Copy out the following entries word for word.

:: Records provided

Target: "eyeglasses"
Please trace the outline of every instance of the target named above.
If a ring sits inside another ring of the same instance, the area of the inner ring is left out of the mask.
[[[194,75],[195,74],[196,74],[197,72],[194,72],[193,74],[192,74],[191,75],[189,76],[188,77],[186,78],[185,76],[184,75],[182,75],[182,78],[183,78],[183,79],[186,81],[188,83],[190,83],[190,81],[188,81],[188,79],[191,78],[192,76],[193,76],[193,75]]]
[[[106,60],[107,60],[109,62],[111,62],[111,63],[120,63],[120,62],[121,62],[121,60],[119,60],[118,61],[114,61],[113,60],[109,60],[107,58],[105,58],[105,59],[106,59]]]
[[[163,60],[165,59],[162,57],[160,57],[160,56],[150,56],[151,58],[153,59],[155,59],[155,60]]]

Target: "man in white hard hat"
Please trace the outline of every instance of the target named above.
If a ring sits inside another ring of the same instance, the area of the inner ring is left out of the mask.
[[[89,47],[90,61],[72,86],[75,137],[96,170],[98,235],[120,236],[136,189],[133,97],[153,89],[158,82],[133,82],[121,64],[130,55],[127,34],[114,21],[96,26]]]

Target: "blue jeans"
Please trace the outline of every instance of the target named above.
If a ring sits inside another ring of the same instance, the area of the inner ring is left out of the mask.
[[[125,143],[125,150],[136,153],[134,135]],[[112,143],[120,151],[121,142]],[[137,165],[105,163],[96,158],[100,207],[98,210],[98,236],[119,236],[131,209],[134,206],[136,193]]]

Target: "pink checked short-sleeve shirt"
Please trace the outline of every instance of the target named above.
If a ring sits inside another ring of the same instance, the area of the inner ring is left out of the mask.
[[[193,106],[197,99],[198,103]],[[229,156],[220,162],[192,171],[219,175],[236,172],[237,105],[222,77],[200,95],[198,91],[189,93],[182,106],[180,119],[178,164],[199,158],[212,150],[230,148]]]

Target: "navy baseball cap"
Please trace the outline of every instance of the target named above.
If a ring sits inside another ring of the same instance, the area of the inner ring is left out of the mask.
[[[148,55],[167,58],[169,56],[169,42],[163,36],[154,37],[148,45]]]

::::

> _Answer to the problem_:
Target: "eyeglasses"
Please trace the outline of every instance of the target named above.
If a ring sits inside another ring of the same instance, the area of the inner ring is left out of the mask.
[[[194,75],[195,74],[196,74],[197,72],[194,72],[193,74],[192,74],[191,75],[189,76],[188,77],[186,78],[185,76],[184,75],[182,75],[182,78],[183,78],[183,79],[186,81],[188,83],[190,83],[190,81],[188,81],[188,79],[191,78],[192,76],[193,76],[193,75]]]
[[[106,60],[107,60],[109,62],[111,62],[111,63],[120,63],[120,62],[121,62],[121,60],[119,60],[118,61],[114,61],[113,60],[109,60],[107,58],[105,58],[105,59],[106,59]]]
[[[163,60],[165,59],[162,57],[160,57],[160,56],[150,56],[151,58],[153,59],[155,59],[155,60]]]

Target: "man in white hard hat"
Please trace the outline of every instance of the target named above.
If a ring sits inside another ring of the same instance, the area of the inner ring is left out of the mask.
[[[89,47],[90,61],[72,86],[75,137],[96,170],[98,235],[120,236],[136,189],[133,97],[153,89],[158,82],[133,82],[121,64],[130,55],[127,34],[114,21],[96,26]]]

Target: "blue jeans"
Please trace the outline of every instance of the target named above.
If a ring sits inside another ring of the same instance, the area of the inner ring is left out of the mask.
[[[125,143],[125,150],[136,153],[134,135]],[[112,143],[120,151],[121,142]],[[137,165],[105,163],[96,158],[100,207],[98,210],[98,236],[119,236],[131,209],[134,206],[136,193]]]

Target: "pink checked short-sleeve shirt"
Please trace the outline of every instance of the target named above.
If a ring sits inside another ring of the same instance, the area of the inner ring is left out of the mask.
[[[193,106],[197,99],[198,103]],[[229,156],[220,162],[192,171],[219,175],[236,172],[237,105],[222,77],[200,95],[198,91],[189,93],[182,106],[180,119],[178,164],[199,158],[212,150],[230,148]]]

Target: "navy baseball cap"
Please trace the outline of every instance of the target named above.
If a ring sits inside another ring of the same instance, the area of the inner ring is left out of the mask.
[[[148,55],[167,58],[169,56],[169,42],[163,36],[154,37],[148,45]]]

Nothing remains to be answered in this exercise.